#### AVAILABLE DATA ####

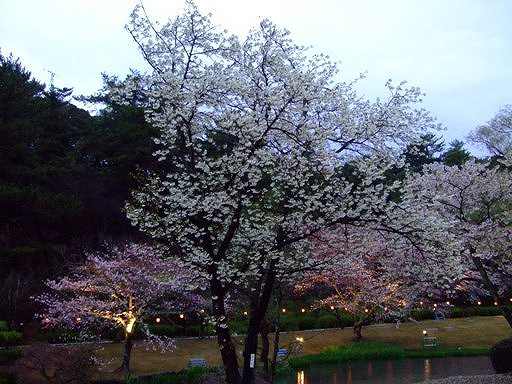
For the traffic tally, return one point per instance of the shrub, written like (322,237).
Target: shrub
(307,322)
(289,323)
(10,337)
(422,314)
(326,321)
(6,378)
(9,355)
(56,364)
(501,356)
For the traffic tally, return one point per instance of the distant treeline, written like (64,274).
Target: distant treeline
(65,175)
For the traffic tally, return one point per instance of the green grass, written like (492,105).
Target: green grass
(187,376)
(375,350)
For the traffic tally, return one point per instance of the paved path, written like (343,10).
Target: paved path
(484,379)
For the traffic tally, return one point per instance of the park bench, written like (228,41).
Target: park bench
(197,362)
(430,342)
(282,354)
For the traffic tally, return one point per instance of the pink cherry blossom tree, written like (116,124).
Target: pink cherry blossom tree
(256,131)
(358,276)
(469,210)
(119,289)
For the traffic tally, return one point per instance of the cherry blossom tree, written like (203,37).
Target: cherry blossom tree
(469,209)
(255,134)
(118,289)
(358,276)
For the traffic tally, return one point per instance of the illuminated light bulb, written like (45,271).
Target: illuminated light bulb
(130,324)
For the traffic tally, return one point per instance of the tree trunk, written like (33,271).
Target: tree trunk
(226,345)
(277,330)
(358,326)
(228,354)
(128,345)
(507,313)
(265,347)
(259,306)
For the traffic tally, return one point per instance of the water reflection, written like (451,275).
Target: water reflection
(390,371)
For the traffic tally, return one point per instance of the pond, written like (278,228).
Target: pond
(404,371)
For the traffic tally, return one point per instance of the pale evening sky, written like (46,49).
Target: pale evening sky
(458,51)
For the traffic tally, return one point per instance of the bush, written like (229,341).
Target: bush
(289,323)
(501,356)
(326,321)
(10,337)
(307,322)
(6,378)
(56,364)
(9,355)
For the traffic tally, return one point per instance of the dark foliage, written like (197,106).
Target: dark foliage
(64,178)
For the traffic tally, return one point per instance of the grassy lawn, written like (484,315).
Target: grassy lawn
(473,332)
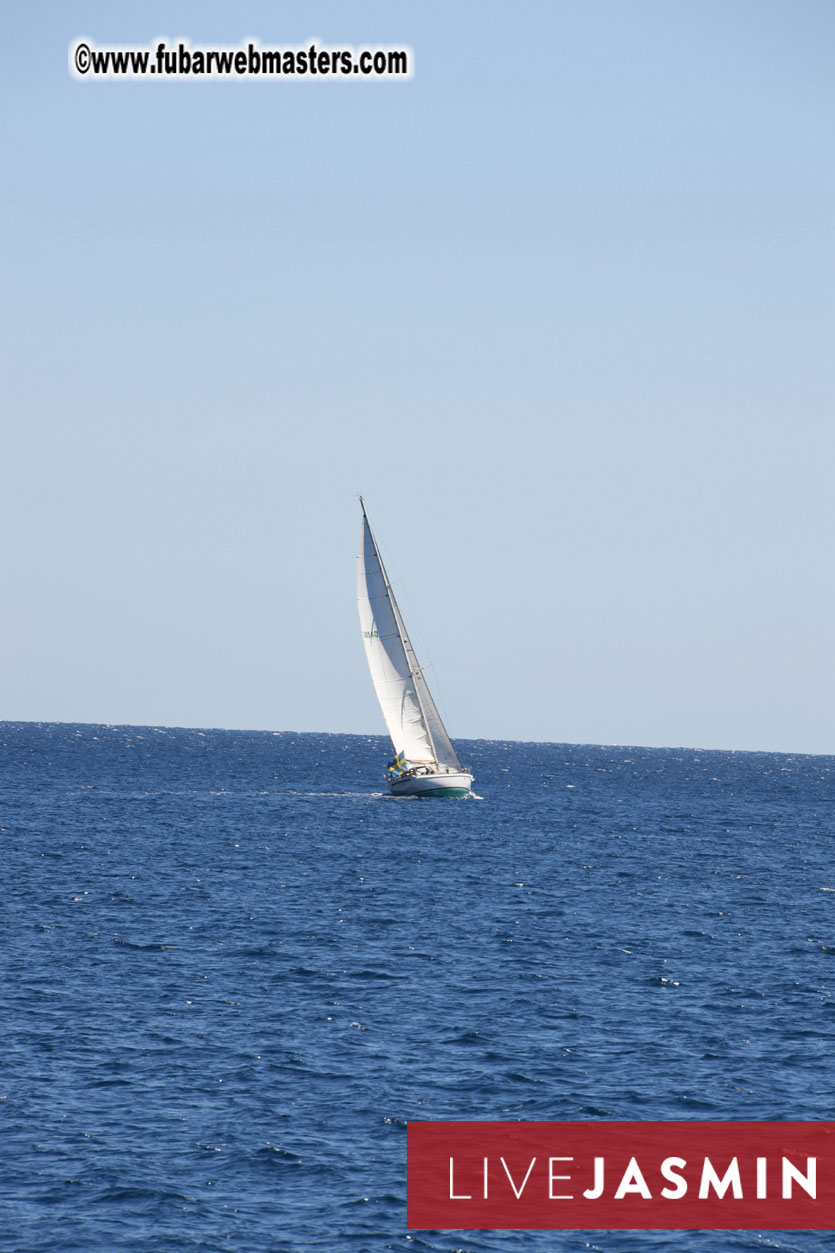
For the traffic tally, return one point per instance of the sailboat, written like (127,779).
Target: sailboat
(425,761)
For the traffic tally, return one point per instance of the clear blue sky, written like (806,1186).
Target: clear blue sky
(561,308)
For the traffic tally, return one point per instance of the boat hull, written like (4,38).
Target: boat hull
(446,785)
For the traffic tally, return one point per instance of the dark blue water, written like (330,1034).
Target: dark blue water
(232,972)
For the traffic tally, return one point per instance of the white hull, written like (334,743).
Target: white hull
(441,783)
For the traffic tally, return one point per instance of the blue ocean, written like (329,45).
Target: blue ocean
(233,970)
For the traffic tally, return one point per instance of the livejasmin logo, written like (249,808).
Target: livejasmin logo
(598,1175)
(633,1182)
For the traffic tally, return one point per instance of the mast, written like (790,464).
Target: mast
(404,638)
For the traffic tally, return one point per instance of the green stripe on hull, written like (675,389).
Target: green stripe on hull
(444,791)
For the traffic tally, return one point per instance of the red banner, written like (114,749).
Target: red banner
(642,1175)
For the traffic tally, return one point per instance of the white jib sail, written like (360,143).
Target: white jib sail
(413,721)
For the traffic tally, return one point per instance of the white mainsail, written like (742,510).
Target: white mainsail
(413,721)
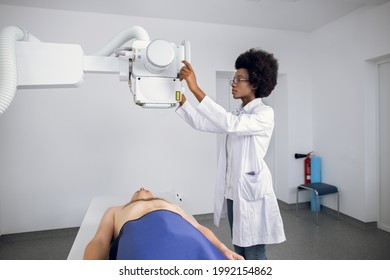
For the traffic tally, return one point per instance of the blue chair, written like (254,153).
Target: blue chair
(320,189)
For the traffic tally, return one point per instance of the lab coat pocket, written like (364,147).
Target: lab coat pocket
(251,186)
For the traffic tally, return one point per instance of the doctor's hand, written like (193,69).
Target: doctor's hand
(230,255)
(187,73)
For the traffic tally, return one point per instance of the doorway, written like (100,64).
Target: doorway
(384,147)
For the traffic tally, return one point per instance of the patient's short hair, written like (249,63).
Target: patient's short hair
(262,68)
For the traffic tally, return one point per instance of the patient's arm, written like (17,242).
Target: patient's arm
(98,248)
(210,236)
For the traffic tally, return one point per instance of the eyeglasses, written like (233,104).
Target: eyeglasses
(237,80)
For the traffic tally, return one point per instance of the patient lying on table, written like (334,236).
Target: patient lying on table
(153,228)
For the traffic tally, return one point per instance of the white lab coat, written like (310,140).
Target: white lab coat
(256,215)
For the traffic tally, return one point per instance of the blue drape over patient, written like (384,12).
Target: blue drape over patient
(162,235)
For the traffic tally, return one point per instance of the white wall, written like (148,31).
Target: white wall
(344,108)
(61,147)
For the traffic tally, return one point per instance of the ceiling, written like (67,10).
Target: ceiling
(293,15)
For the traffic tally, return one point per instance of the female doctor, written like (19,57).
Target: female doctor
(244,189)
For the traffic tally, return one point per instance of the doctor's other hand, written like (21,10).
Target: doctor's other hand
(230,255)
(187,73)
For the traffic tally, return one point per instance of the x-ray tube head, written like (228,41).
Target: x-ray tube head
(154,72)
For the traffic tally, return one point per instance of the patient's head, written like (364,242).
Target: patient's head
(142,194)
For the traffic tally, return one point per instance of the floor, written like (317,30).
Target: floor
(346,239)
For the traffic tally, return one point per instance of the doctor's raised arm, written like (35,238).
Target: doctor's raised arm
(244,188)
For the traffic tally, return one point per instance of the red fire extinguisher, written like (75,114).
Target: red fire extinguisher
(307,166)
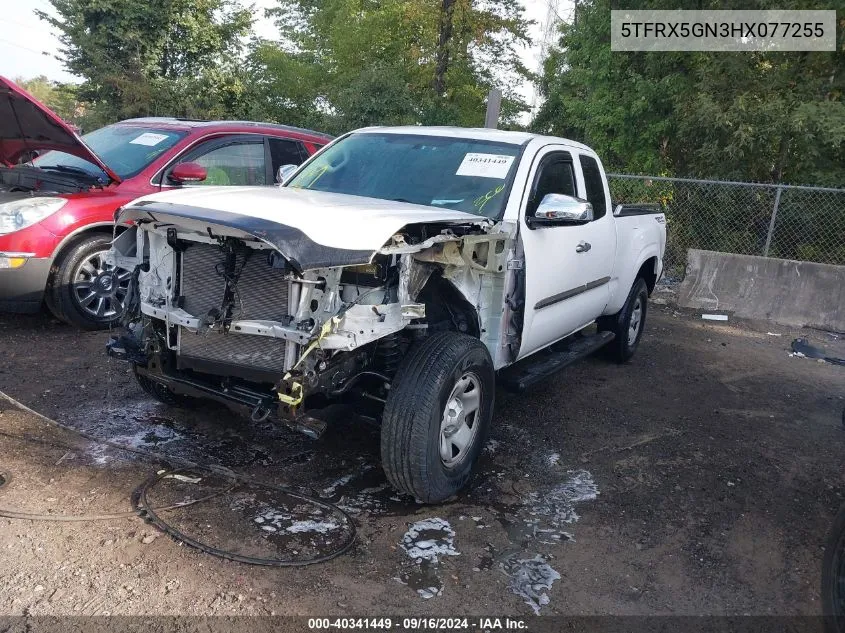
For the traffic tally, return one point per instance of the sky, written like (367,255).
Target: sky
(28,46)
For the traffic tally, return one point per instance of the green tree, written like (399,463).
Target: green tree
(152,57)
(395,61)
(60,98)
(772,117)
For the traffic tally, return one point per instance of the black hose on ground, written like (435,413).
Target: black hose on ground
(142,508)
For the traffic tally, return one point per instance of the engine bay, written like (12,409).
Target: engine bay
(213,312)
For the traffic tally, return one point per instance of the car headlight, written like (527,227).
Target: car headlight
(19,214)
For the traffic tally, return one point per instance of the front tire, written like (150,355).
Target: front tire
(833,576)
(85,291)
(627,324)
(437,416)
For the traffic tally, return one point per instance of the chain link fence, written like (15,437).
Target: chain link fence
(785,221)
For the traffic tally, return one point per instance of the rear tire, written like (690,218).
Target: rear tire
(83,290)
(627,324)
(833,576)
(437,416)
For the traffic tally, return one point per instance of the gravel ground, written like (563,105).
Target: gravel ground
(698,479)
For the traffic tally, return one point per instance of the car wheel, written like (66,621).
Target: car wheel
(159,391)
(833,577)
(627,324)
(84,290)
(437,416)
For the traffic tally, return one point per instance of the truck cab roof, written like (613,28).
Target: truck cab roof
(475,133)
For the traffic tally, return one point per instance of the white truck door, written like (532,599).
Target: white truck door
(567,266)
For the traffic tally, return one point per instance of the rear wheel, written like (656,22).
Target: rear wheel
(627,324)
(84,290)
(437,416)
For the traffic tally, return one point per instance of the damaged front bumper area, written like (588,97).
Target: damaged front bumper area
(224,316)
(216,312)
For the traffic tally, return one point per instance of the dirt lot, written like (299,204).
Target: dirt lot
(698,479)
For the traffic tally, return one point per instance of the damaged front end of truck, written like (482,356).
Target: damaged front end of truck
(257,315)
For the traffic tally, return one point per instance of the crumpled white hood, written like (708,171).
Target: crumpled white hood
(330,219)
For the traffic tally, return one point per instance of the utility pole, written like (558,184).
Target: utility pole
(549,35)
(494,106)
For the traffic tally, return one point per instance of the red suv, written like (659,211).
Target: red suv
(59,192)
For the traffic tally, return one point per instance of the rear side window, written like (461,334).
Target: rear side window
(555,176)
(234,164)
(286,152)
(594,184)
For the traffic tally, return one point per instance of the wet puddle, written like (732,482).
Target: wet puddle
(529,578)
(425,543)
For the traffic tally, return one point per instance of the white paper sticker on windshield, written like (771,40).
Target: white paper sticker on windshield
(148,138)
(485,165)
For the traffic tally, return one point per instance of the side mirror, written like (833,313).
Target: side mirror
(285,172)
(557,208)
(188,172)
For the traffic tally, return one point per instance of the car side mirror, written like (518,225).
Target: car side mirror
(188,172)
(285,172)
(557,208)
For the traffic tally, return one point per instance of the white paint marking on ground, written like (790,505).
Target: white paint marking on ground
(558,504)
(273,520)
(429,539)
(528,577)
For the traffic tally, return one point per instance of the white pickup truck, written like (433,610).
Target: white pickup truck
(401,272)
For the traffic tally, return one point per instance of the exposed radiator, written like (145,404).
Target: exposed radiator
(262,289)
(262,293)
(249,351)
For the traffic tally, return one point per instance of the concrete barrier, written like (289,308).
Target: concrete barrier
(780,290)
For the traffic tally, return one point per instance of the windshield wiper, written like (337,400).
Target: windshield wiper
(71,170)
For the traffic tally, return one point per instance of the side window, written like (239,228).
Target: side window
(233,164)
(594,185)
(286,152)
(555,176)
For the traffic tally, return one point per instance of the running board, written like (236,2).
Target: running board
(525,373)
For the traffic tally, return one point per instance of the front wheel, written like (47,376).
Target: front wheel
(437,416)
(84,290)
(627,324)
(833,576)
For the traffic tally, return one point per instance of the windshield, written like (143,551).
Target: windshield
(126,149)
(455,173)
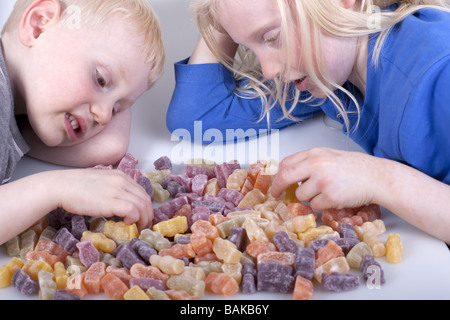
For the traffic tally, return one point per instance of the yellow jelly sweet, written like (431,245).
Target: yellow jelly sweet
(7,271)
(120,231)
(135,293)
(172,227)
(394,248)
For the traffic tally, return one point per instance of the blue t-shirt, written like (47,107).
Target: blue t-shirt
(404,115)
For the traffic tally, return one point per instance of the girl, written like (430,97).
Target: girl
(381,68)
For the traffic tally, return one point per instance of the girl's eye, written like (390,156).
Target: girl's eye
(100,80)
(271,39)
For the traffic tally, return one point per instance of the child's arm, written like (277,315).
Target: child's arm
(206,91)
(88,192)
(341,179)
(107,148)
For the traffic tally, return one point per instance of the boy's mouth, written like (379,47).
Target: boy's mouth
(75,127)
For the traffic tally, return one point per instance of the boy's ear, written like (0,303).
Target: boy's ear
(40,16)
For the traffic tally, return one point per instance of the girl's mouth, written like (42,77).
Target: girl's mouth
(301,84)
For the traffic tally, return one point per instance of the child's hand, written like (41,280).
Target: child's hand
(330,178)
(105,193)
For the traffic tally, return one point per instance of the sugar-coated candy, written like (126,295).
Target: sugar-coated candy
(145,183)
(33,267)
(135,293)
(141,271)
(66,240)
(100,241)
(334,265)
(60,275)
(163,163)
(394,248)
(64,295)
(248,284)
(238,236)
(303,289)
(142,248)
(88,254)
(128,257)
(192,286)
(340,282)
(275,277)
(221,283)
(113,287)
(330,251)
(78,226)
(146,283)
(284,243)
(24,283)
(156,294)
(7,271)
(47,286)
(356,254)
(93,276)
(120,231)
(371,268)
(167,264)
(305,263)
(155,239)
(170,228)
(226,251)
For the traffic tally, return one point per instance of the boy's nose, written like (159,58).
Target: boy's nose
(101,114)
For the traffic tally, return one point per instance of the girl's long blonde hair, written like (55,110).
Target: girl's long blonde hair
(313,18)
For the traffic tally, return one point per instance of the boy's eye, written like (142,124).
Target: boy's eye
(100,80)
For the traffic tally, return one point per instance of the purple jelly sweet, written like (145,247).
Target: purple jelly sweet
(305,262)
(66,240)
(346,231)
(163,163)
(370,268)
(88,254)
(214,206)
(198,183)
(248,285)
(284,243)
(144,249)
(146,283)
(274,277)
(23,283)
(175,188)
(231,195)
(145,183)
(78,226)
(249,267)
(128,257)
(222,172)
(192,171)
(198,213)
(128,162)
(64,295)
(340,282)
(238,236)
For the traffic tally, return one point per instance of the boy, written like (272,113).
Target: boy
(74,68)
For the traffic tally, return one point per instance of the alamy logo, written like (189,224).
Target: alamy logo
(208,144)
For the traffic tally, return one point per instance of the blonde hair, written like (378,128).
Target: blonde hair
(137,14)
(313,18)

####

Output the line holding "written like (142,124).", then every later line through the end of the records above, exactly as given and nothing else.

For the traffic tally, return one point per instance of the boy's eye, written like (142,124).
Target: boy's eye
(100,80)
For the traffic tally, return one point per instance of the purple jelly sweet, written like (145,247).
Target: purple jelly sweet
(305,262)
(66,240)
(346,231)
(163,163)
(370,268)
(88,254)
(214,206)
(198,183)
(248,285)
(284,243)
(144,249)
(146,283)
(274,277)
(23,283)
(175,188)
(231,195)
(145,183)
(78,226)
(249,267)
(128,257)
(222,172)
(192,171)
(198,213)
(128,162)
(64,295)
(340,282)
(238,236)
For the traffic tally, return one point per instance of the boy, written like (272,113).
Target: boy
(74,68)
For the traffic tally, return one point per instance of the alamy logo, written like (189,224).
Target: alamy logo
(208,144)
For the traffic tally, return one point per instance of the blonde hair, written like (378,128).
Target: blonde hair
(137,14)
(313,18)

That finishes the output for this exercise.